Kenney denies political involvement in Dhalla case
CTV.ca News Staff
Published Sunday, May 10, 2009 6:28PM EDT
Immigration Minister Jason Kenney denied Sunday any political involvement in the caregiver controversy surrounding Liberal MP Ruby Dhalla.
On CTV's Question Period, Kenney scoffed at the suggestion, made by Dhalla's lawyer, that there may have been some sort of political conspiracy to bring down the Brampton, Ont., MP.
"I don't know what conspiracy this would be," he said. "Between the Conservative party, the NDP, three Filipino nannies and the Toronto Star? I think it undermines credibility when people start talking about conspiracies."
This past week, three foreign workers came forward to allege they all worked illegally at Dhalla's family home, and were mistreated and underpaid. None of the allegations have been proven in court.
Dhalla's lawyer, Howard Levitt, said Friday the allegations may have been part of an orchestrated attempt to ruin his client's political career.

=== Stored items ===

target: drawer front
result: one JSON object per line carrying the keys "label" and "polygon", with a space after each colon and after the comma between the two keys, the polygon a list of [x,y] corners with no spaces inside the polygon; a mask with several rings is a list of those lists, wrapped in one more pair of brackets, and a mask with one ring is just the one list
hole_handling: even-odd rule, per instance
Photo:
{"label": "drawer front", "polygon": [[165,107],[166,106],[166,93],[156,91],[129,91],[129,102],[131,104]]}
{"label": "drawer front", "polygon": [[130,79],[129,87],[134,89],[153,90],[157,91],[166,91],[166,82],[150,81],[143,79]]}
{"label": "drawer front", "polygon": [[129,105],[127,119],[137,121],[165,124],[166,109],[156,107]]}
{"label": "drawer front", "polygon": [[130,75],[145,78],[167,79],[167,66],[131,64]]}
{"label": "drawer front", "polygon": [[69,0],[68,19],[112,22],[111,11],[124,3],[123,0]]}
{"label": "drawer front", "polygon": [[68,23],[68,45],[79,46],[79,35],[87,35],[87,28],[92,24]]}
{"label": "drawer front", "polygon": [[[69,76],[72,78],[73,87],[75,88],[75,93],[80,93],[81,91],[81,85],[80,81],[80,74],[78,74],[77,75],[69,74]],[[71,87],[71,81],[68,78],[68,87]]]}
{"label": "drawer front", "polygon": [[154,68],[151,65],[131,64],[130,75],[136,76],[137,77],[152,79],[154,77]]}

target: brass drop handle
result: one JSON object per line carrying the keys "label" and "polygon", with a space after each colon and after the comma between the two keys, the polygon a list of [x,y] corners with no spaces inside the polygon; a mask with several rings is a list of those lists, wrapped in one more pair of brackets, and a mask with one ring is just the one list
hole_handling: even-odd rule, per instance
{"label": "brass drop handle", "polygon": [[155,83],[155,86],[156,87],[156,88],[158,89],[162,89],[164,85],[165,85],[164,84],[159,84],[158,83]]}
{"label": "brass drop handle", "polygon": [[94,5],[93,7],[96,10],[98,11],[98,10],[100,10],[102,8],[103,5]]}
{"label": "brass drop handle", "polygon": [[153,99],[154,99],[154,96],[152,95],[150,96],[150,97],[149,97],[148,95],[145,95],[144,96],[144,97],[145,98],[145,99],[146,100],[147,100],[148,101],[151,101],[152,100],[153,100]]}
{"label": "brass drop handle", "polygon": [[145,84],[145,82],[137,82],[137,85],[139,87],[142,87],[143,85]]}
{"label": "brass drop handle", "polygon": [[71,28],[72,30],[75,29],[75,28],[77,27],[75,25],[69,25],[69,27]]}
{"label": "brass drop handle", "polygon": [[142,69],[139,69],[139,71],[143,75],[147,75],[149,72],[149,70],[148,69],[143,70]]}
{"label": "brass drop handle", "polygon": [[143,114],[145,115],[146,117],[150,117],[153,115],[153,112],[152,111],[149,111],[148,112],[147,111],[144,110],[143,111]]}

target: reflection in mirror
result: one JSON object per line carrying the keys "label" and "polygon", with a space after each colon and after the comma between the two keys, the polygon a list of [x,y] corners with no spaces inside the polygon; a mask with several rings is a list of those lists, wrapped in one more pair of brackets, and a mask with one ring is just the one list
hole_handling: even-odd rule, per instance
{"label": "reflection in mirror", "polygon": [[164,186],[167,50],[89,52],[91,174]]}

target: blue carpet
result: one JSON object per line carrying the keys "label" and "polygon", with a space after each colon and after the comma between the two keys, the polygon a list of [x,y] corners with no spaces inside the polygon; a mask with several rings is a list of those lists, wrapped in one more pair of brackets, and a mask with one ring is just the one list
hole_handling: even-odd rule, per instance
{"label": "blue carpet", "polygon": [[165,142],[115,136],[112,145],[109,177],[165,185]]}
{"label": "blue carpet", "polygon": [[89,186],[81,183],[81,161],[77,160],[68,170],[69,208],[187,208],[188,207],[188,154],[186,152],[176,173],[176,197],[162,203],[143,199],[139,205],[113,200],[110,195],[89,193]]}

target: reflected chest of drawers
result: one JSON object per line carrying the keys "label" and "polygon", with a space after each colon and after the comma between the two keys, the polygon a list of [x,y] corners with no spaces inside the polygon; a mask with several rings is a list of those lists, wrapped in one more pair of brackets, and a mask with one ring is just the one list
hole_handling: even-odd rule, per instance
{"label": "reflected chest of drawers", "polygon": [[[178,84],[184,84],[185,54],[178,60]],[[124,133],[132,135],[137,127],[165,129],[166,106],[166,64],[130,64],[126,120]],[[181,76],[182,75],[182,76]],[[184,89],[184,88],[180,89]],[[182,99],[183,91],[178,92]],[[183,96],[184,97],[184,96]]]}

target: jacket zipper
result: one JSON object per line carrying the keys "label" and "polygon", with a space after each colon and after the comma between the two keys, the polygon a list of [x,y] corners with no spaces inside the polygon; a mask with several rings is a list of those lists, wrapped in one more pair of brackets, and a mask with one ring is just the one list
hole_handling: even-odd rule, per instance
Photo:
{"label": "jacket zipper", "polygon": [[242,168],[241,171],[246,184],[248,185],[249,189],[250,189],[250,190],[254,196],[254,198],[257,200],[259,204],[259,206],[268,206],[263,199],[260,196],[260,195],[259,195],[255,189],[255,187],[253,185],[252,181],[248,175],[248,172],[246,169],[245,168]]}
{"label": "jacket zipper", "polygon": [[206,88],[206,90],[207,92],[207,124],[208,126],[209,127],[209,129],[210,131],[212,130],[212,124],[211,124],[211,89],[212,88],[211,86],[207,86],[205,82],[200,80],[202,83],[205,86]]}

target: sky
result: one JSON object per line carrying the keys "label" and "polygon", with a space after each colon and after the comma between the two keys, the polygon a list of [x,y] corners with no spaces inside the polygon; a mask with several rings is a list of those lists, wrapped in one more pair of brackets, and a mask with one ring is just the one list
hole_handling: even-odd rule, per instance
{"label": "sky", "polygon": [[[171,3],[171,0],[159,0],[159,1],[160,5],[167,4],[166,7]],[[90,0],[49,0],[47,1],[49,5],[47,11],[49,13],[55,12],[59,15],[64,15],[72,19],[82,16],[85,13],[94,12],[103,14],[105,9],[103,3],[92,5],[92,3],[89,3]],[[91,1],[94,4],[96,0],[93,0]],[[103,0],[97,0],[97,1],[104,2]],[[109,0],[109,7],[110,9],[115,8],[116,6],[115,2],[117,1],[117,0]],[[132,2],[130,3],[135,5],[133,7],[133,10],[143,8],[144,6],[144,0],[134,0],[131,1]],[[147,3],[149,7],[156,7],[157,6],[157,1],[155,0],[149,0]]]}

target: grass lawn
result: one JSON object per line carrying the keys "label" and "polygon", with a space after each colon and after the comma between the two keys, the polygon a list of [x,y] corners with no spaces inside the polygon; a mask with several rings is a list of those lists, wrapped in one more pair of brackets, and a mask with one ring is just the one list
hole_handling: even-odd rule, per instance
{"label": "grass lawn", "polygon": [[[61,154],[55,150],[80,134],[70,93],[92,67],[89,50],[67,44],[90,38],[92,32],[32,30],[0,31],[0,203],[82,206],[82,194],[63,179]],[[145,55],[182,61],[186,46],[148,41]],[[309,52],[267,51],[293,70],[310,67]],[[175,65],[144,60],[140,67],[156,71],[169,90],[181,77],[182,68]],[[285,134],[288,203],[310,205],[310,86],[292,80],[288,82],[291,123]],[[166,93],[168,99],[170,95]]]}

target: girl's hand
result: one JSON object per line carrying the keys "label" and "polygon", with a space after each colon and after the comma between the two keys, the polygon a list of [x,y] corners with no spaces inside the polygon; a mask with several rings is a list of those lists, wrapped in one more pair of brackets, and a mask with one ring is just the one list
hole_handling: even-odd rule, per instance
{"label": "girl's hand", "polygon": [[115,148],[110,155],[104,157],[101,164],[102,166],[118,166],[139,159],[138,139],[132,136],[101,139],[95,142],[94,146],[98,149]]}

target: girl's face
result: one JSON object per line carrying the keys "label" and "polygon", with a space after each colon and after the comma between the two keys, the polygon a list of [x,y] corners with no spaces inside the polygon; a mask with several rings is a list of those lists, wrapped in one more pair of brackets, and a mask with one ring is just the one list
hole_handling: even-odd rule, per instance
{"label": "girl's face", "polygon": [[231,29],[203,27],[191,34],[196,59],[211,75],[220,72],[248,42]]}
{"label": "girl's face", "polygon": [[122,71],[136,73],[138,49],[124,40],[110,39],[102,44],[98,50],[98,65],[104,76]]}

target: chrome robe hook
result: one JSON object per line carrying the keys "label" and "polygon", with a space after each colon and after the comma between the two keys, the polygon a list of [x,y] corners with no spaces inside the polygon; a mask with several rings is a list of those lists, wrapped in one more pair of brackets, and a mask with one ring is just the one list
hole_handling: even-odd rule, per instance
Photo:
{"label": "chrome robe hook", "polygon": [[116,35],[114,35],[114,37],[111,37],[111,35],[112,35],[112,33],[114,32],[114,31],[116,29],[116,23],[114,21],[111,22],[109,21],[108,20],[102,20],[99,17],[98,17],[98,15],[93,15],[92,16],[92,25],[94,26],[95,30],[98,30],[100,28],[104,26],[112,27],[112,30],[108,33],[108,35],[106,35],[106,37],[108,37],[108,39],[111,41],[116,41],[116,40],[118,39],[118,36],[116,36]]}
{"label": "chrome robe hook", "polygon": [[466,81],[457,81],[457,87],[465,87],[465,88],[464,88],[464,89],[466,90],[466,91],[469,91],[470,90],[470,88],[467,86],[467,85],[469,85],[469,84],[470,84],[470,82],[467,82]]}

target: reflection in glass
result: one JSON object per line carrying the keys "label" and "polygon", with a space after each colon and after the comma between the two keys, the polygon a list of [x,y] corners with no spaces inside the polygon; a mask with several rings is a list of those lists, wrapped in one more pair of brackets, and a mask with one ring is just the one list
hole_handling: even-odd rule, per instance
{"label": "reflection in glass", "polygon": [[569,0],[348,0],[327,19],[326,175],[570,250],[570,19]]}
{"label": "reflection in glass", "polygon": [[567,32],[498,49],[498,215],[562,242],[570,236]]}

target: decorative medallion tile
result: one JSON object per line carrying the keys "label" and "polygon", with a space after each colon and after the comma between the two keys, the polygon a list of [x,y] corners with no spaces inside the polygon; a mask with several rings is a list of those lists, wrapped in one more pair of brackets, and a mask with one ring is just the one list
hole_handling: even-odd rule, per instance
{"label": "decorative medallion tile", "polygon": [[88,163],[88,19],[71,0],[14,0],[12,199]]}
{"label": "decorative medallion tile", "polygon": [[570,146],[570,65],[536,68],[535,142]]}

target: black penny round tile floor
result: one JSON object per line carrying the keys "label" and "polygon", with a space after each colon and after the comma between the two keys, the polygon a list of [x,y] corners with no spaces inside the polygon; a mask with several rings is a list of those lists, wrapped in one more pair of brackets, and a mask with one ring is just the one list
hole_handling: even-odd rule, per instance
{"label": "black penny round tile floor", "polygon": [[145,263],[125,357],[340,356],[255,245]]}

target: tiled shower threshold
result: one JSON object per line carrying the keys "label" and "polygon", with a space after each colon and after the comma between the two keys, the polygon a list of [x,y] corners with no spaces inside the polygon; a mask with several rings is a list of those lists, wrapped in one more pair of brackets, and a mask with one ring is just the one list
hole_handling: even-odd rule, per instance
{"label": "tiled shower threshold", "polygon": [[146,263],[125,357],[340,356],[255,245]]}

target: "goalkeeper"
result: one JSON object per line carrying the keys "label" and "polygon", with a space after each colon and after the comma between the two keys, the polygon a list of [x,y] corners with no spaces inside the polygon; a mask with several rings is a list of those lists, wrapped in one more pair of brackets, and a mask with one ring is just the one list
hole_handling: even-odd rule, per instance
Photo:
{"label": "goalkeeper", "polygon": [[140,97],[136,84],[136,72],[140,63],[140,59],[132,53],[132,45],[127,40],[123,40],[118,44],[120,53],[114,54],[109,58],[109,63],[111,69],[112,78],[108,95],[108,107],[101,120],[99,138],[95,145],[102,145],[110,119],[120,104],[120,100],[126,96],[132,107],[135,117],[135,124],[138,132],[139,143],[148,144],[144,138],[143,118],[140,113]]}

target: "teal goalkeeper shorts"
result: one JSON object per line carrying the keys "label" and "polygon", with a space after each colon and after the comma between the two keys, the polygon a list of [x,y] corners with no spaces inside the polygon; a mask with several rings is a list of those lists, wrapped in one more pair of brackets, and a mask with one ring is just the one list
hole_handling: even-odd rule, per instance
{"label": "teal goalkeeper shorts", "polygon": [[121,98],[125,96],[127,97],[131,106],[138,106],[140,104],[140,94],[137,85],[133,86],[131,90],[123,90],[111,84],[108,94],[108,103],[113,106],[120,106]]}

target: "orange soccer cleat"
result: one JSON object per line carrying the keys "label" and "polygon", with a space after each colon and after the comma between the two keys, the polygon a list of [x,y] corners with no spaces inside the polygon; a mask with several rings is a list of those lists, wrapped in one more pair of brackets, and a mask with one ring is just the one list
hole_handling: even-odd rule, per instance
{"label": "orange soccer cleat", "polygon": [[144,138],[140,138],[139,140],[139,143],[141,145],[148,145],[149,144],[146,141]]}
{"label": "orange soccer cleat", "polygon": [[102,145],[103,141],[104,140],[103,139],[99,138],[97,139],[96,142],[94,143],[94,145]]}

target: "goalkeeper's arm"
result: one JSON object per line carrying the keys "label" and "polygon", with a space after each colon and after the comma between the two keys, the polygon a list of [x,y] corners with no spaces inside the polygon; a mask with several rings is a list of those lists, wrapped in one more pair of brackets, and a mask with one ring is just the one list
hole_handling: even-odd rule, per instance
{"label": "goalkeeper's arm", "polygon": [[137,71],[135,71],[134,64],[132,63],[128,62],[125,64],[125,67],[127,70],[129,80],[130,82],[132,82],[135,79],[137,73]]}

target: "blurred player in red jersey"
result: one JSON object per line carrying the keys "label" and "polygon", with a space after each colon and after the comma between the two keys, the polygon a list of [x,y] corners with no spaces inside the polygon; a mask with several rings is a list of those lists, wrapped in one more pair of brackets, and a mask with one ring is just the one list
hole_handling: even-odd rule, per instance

=== WORK ITEM A ===
Summarize the article on Kenney and the Dhalla case in two sentences.
=== WORK ITEM B ===
In the article on the Dhalla case, what reason does Kenney give for dismissing the conspiracy suggestion?
=== WORK ITEM C ===
Carry on the article about Kenney and the Dhalla case from its last sentence.

=== FINAL ANSWER A ===
On CTV's Question Period, Immigration Minister Jason Kenney denied any political involvement in the caregiver controversy around Liberal MP Ruby Dhalla and scoffed at her lawyer's suggestion of a conspiracy. Three foreign workers had alleged that they worked illegally at Dhalla's family home and were mistreated and underpaid, and her lawyer, Howard Levitt, said the allegations may have been an orchestrated attempt to ruin her career.

=== FINAL ANSWER B ===
Kenney mocks the idea by listing the unlikely group that would have to be involved: the Conservative party, the NDP, three Filipino nannies and the Toronto Star. He adds that it undermines credibility when people start talking about conspiracies.

=== FINAL ANSWER C ===
"There is no truth to them," he said. "The only question is, who's really behind them and who orchestrated or assisted or enabled these former employees of her brother to suddenly come forward one year after the last of them worked providing care for her mother?"
The Toronto Star was the first to report on the controversy. Two of the nannies alleged they had their passports confiscated during their time working for Dhalla's family in early 2008. They also alleged they were forced to work 12 to 16 hour work days performing many non-nanny jobs such as polishing shoes, shoveling snow and cleaning family-owned chiropractic clinics.
They claim they were paid $250 a week, but no overtime.
A third woman also came forward, alleging she too was overworked during her brief time with the Dhalla family in 2008.
Dhalla denied those claims on Friday and said that the "false and unsubstantiated" allegations have been troubling and hurtful to her family.
"Anyone that has ever entered our home has always been treated with love, with care, with compassion and respect," she said.
On Sunday, Kenney said he didn't want to comment specifically on the Dhalla case, but said, as immigration minister his "broader concern is ensuring that we protect the rights of caregivers."
He added that "sometimes people fall into vulnerable situations."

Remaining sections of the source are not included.